- _GIVEN INSTRUCTION_:
Rewrite the stretch of items from the line containing "Target: pink flower" through the line containing "(1001, 446)", replacing "purple flower" with "violet flower" and leaving everything else unchanged.

- _GIVEN RECORDS_:
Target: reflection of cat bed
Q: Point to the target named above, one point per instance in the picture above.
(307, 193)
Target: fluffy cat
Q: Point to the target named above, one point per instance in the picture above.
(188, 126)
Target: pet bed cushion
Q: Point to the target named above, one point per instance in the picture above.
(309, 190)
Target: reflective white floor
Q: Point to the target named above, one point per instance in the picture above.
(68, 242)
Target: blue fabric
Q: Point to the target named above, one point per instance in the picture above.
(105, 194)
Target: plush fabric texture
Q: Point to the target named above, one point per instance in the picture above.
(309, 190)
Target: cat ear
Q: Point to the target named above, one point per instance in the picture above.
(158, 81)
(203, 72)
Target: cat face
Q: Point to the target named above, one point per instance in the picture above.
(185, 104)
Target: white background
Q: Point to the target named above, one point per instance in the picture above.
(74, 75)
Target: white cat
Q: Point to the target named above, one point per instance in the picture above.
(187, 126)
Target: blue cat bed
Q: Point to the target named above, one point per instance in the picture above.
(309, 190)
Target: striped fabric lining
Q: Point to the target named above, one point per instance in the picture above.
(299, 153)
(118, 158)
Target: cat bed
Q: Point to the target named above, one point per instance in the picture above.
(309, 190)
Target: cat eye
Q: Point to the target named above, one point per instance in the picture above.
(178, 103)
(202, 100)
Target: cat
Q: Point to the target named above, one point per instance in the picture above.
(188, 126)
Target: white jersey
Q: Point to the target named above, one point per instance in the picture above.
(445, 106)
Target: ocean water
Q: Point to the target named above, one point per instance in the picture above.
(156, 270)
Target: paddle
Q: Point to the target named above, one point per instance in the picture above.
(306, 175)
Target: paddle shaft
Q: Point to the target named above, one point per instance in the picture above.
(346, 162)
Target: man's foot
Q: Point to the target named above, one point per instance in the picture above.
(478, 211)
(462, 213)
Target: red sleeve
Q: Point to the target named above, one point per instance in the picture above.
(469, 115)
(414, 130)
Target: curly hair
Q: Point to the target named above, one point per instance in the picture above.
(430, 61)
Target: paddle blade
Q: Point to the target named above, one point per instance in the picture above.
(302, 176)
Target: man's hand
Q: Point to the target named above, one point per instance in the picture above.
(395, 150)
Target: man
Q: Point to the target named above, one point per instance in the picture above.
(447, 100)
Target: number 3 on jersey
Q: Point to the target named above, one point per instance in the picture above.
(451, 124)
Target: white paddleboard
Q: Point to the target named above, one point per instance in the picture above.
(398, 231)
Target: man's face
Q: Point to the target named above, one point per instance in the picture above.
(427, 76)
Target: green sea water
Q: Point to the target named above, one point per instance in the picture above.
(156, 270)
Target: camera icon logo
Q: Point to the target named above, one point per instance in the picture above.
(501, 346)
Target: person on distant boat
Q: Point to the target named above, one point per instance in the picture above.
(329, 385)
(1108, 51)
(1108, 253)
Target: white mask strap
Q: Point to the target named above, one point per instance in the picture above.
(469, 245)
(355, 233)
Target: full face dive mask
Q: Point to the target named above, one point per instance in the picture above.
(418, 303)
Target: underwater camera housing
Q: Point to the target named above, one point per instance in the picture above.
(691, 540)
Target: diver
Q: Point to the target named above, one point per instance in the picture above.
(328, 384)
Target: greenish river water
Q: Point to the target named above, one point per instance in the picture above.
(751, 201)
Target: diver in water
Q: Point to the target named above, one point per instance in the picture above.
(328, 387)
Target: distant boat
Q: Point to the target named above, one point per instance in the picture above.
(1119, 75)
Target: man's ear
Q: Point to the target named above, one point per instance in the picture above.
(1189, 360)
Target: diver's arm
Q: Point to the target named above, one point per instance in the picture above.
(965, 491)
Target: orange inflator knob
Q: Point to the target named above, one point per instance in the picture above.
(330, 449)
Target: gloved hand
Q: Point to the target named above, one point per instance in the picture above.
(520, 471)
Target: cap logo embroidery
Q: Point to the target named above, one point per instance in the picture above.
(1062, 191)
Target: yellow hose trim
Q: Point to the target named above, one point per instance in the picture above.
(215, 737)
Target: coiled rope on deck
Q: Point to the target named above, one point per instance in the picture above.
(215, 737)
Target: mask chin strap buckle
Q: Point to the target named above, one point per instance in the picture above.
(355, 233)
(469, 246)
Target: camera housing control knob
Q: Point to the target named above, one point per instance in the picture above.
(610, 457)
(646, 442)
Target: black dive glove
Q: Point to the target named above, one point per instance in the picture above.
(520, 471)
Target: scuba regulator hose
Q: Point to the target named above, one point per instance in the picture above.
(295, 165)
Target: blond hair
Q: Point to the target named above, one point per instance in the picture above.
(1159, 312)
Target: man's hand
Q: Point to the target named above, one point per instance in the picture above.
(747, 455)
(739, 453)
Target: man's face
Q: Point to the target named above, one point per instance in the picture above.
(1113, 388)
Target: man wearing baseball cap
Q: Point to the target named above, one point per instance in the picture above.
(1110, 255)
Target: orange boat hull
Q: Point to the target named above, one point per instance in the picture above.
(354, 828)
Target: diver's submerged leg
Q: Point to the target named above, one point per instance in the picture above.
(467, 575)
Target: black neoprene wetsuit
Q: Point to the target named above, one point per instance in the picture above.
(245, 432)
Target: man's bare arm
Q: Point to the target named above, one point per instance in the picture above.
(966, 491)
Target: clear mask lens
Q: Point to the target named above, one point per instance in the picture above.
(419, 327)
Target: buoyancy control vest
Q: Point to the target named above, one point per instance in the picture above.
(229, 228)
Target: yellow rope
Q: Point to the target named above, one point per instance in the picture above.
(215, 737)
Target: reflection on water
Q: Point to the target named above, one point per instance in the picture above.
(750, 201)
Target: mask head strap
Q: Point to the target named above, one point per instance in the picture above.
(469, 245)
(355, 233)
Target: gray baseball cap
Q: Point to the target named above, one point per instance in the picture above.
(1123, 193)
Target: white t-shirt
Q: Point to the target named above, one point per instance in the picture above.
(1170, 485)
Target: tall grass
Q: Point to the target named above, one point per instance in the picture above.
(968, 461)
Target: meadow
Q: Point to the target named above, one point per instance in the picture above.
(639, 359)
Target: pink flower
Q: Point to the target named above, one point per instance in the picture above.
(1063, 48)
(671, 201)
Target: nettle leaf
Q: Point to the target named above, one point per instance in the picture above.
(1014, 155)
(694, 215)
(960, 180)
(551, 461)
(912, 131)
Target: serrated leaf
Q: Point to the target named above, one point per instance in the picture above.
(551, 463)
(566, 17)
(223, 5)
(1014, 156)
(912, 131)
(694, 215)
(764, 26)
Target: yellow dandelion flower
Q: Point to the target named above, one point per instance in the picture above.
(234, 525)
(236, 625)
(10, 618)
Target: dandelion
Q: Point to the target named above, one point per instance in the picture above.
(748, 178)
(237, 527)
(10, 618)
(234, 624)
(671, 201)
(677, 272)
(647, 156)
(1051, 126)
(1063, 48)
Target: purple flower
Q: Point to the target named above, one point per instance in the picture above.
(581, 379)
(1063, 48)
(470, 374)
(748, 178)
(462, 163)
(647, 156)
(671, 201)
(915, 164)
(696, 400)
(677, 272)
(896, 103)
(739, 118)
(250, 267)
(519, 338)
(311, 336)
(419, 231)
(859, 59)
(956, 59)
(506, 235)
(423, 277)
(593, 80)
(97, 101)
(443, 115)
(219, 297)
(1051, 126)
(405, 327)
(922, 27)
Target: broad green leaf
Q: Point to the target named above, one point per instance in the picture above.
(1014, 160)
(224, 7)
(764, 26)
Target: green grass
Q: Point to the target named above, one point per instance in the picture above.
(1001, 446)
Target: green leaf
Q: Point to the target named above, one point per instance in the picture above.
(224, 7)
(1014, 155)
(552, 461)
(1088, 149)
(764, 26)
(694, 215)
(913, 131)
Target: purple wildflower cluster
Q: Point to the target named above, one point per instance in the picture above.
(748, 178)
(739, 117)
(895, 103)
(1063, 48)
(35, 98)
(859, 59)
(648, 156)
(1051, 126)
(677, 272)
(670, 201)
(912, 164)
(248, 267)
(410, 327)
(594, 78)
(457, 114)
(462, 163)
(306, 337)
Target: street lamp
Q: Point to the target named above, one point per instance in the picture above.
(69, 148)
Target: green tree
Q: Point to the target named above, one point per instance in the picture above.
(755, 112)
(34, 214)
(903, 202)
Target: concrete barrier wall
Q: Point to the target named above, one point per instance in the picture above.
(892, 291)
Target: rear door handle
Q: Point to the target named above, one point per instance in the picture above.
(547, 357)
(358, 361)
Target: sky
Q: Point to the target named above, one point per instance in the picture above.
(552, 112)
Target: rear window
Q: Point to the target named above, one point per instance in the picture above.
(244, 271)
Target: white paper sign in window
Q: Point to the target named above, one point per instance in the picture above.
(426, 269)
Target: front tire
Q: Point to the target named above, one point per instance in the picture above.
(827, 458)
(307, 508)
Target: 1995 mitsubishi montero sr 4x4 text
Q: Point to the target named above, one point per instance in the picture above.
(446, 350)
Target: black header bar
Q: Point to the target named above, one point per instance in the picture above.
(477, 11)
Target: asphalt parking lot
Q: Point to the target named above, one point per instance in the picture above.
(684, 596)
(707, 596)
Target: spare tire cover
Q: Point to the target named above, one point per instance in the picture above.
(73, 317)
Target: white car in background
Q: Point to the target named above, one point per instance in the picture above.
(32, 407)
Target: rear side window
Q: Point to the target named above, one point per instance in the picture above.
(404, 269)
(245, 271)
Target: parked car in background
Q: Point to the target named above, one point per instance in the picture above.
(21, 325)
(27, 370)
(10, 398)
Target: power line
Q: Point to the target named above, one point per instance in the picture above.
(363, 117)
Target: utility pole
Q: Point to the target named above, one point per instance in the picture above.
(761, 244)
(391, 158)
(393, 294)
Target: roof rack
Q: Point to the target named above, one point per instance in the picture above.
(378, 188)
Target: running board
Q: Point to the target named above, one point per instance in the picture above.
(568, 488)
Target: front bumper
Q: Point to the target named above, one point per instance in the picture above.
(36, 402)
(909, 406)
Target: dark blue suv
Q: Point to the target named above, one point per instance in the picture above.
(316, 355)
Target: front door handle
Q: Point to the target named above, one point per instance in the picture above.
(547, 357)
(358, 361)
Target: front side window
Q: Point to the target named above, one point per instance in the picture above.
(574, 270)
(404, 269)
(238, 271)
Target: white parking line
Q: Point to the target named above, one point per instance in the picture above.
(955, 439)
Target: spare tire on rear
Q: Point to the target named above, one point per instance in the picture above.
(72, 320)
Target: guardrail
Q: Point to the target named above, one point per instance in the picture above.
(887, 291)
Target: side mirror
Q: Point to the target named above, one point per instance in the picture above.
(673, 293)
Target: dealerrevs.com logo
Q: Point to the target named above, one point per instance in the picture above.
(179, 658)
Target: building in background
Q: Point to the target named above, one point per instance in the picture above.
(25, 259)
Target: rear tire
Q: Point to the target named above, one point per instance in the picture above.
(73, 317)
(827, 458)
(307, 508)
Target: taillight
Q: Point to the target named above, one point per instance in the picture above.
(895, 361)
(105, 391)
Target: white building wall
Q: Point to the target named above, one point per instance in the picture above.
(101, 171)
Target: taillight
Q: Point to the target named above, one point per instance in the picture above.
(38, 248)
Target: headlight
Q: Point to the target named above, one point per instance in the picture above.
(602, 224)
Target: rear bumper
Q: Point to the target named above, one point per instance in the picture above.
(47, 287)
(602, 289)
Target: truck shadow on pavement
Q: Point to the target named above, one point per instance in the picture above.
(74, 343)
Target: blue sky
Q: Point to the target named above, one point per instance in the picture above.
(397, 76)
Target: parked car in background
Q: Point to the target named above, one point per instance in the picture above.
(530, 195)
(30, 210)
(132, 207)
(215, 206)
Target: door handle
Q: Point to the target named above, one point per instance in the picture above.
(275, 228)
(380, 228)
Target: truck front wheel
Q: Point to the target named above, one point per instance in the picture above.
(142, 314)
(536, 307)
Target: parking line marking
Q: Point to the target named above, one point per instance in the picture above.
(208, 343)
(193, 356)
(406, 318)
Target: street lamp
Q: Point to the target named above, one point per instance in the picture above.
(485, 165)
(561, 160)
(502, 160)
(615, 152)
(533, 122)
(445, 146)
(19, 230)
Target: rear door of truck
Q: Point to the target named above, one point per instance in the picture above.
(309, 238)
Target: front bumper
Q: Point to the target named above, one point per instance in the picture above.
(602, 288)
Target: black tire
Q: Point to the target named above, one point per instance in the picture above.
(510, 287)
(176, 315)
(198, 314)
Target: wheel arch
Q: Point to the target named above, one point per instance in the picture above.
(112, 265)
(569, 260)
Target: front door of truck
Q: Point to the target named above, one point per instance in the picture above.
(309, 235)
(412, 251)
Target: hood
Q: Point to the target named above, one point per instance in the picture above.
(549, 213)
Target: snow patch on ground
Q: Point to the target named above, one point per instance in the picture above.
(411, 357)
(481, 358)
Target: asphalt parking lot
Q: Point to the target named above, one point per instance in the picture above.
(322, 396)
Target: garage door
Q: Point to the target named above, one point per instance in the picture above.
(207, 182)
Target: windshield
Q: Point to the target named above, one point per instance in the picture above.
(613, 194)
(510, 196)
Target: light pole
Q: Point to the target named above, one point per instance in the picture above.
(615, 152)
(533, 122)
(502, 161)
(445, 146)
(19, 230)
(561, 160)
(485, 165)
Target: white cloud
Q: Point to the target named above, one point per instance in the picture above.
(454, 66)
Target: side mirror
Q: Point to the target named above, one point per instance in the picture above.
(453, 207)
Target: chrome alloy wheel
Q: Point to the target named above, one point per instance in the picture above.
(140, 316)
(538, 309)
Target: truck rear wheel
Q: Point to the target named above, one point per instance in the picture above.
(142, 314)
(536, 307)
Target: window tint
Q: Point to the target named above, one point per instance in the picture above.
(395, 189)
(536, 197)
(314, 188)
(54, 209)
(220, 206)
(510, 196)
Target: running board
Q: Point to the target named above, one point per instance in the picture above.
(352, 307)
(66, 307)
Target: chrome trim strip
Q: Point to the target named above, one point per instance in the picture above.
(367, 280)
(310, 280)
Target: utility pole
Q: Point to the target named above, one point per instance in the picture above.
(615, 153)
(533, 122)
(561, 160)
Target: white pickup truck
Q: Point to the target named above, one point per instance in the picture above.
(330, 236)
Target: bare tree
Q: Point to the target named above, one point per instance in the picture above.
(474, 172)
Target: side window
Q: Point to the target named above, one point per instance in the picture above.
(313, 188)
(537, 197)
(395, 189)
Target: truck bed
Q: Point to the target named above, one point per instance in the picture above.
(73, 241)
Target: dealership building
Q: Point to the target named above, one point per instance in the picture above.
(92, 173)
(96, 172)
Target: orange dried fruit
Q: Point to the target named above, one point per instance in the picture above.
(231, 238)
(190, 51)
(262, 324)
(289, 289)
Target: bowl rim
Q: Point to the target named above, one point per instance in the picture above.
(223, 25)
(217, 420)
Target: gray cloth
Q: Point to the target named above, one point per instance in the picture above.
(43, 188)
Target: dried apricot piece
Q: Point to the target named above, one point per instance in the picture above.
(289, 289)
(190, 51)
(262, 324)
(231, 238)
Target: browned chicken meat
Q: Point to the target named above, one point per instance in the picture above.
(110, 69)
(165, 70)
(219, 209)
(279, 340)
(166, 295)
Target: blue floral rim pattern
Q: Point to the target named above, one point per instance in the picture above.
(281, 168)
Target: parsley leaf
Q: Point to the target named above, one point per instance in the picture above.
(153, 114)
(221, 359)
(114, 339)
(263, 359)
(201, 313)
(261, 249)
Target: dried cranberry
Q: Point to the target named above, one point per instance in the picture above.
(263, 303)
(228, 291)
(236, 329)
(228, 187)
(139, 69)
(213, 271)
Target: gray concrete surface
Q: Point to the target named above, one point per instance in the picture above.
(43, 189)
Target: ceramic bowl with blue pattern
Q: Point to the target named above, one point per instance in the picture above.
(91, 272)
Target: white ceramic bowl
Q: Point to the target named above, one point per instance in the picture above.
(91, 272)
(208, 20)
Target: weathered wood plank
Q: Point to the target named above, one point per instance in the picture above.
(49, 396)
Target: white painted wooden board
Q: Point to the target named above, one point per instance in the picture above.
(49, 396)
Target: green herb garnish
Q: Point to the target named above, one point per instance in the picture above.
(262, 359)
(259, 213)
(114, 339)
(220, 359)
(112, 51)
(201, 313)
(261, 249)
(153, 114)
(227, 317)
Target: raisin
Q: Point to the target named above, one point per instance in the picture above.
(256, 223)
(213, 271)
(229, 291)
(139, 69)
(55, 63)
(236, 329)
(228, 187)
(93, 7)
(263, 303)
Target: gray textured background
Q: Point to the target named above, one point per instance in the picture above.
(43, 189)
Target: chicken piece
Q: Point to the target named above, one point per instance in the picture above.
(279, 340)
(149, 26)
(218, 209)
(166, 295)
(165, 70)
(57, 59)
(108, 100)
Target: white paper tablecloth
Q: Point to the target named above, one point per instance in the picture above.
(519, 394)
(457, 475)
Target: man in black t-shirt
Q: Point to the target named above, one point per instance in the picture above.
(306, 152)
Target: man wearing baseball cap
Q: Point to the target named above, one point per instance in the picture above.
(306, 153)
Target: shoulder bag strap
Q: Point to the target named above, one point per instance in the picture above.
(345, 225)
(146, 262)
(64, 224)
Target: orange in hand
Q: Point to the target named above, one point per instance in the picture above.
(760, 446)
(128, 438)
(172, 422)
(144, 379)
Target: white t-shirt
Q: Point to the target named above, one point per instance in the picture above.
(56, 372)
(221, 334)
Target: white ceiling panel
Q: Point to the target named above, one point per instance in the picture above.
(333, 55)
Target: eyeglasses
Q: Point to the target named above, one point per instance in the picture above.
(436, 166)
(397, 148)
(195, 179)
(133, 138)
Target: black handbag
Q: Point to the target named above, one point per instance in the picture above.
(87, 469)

- _TASK ANSWER_:
Target: pink flower
Q: Point to the target named above, one point per instance in the picture above.
(1063, 48)
(671, 201)
Target: nettle leaf
Q: Point to the target named above, one point per instance in the picture above.
(1014, 155)
(694, 215)
(960, 180)
(551, 461)
(912, 131)
Target: serrated leaf
Q: Point to the target named above, one point per instance in the picture above.
(551, 463)
(566, 17)
(223, 5)
(1014, 156)
(912, 131)
(694, 215)
(764, 26)
Target: yellow dandelion flower
Q: Point to the target named above, one point per instance in the picture above.
(234, 525)
(236, 625)
(10, 618)
Target: dandelion
Q: Point to the target named above, one point per instance in the picture above.
(748, 178)
(237, 527)
(10, 618)
(234, 624)
(671, 201)
(677, 272)
(647, 156)
(1051, 126)
(1063, 48)
Target: violet flower
Q: Point to the target named above, one point per instance in the picture above.
(581, 379)
(1063, 48)
(470, 374)
(748, 178)
(462, 163)
(647, 156)
(671, 201)
(915, 164)
(696, 400)
(677, 272)
(896, 103)
(739, 118)
(250, 267)
(519, 338)
(311, 336)
(419, 231)
(859, 59)
(956, 59)
(506, 235)
(423, 277)
(593, 80)
(97, 101)
(443, 115)
(219, 297)
(1051, 126)
(405, 327)
(922, 27)
Target: broad green leaf
Q: Point to the target named above, one point per instance in the picture above.
(1014, 160)
(224, 7)
(764, 26)
Target: green grass
Q: Point to the target named above, one point per instance in the picture above.
(1001, 446)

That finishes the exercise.